* _PASSAGE PROVIDED_:
******************************

Whew! It's been a whirlwind of a week! My to-do list has more checkmarks on it, but naturally it got a bit longer too.
Another coach, named Shannon Cohen, wrote a book called "It's Normal to Shake As You Soar". Catchy names usually grab my attention, so naturally I bought it months ago. It sits on my desk as a constant reminder as I plunge into the deep end here! The deep end could anything really. My "yes" to most things will bite me sometimes when I'm at a crossroads of which thing needs to get done first. Honestly, I can think of 3 things that need attention now. Yet, I chose to blog.
"Ok, Karen… what's your point? Where are you going with this?" is what you're thinking. Well, as I spent the better part of the last month working on this website launch, I look at my beloved first site. The one I put hours into, designing my look, my logo, my color palate. I have a sadness as I transition here. Not because this site doesn't rock (I even got a compliment from tech support yesterday), but because I've changed.
Why am I sad for the growth? Honestly, it's more for the person who had to go through all the experiences and self doubt! A little broken, scared, fearing the unknown! So much of that time was spent worried, distracted. But, we were in a pandemic, so I can't be too hard on myself.
But I sit here more focused, more clear! I've continued to learn, challenge myself, do new things. Heck, I was a school bus driver for a year and a half. That was scary! And the big yellow vehicle was the easy part! I've also learned to take care of myself. Self-care is often forgotten, but it is so critical and necessary.
My sadness for my growth is temporary. I can say as I sit here, I am authentically who I want to be. Flawed, of course! But I'm happy with the energy and light I put out in the world. Teaching my 16-year-old how to drive results in crying… not from anger, but from laughter.
I know who I am. Took awhile to figure it out, but I'm so glad I took that time. Be true to who you are!
"Be Yourself. Everyone else is already taken."

******************************

* _RECORDS SHOWN_:
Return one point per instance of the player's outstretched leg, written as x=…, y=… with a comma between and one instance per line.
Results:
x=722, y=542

******************************

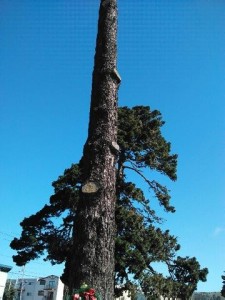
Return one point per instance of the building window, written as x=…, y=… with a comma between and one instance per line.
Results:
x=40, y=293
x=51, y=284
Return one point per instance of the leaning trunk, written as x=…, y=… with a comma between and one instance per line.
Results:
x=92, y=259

******************************

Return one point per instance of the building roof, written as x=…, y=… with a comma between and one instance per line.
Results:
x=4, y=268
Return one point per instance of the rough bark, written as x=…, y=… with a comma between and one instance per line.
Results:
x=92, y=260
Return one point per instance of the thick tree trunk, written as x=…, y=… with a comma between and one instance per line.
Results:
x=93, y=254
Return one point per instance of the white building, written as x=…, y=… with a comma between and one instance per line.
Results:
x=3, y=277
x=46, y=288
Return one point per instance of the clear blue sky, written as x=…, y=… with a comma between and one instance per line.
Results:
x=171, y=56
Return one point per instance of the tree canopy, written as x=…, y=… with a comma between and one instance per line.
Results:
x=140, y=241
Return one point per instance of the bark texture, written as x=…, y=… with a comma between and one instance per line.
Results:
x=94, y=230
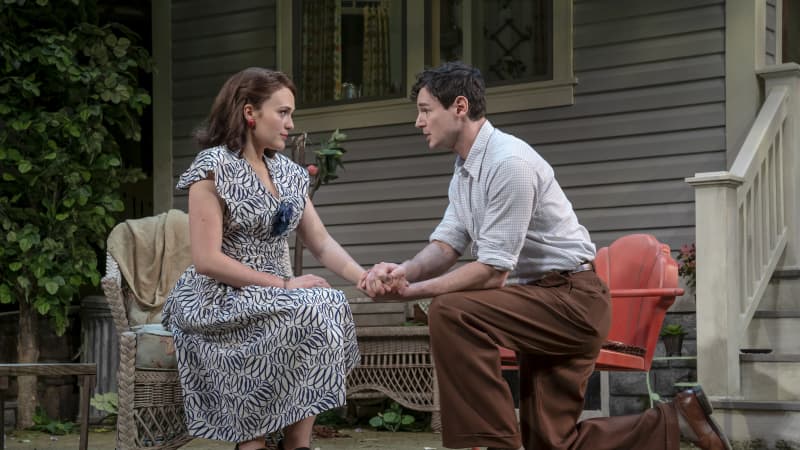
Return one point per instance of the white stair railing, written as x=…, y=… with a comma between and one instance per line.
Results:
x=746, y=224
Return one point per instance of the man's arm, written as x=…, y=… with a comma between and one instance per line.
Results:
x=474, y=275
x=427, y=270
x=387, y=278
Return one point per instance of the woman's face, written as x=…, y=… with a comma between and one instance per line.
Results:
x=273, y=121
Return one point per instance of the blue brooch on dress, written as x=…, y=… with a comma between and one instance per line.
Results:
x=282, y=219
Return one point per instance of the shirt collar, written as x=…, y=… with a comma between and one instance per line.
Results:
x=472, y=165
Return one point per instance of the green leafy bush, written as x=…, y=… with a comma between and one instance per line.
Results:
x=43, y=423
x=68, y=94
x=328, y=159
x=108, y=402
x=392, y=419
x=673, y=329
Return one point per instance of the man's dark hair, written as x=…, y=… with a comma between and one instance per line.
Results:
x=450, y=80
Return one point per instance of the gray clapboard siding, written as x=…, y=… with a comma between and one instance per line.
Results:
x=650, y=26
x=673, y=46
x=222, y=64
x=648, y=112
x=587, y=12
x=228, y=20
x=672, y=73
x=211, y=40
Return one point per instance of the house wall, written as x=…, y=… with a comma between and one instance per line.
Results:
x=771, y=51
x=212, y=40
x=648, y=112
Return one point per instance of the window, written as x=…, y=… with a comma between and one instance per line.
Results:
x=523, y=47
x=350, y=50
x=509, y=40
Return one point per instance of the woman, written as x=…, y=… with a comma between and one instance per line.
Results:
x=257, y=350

******************************

* _ACTIONS TO TAKE_:
1. Answer these from the blog post:
(a) What is the title of the book by Shannon Cohen?
(b) What job did the writer hold for a year and a half?
(c) Who complimented the new site, and when?
2. Using the blog post, explain in one to three sentences why the writer feels sad while moving to the new website.

* _OUTPUTS FOR THE TASKS_:
1.
(a) "It's Normal to Shake As You Soar"
(b) School bus driver
(c) Tech support, yesterday

2. The sadness is not because the new site falls short, since even tech support complimented it. It comes from the writer having changed. The feeling is mostly for the earlier self who went through those experiences and that self-doubt, a little broken, scared and fearing the unknown.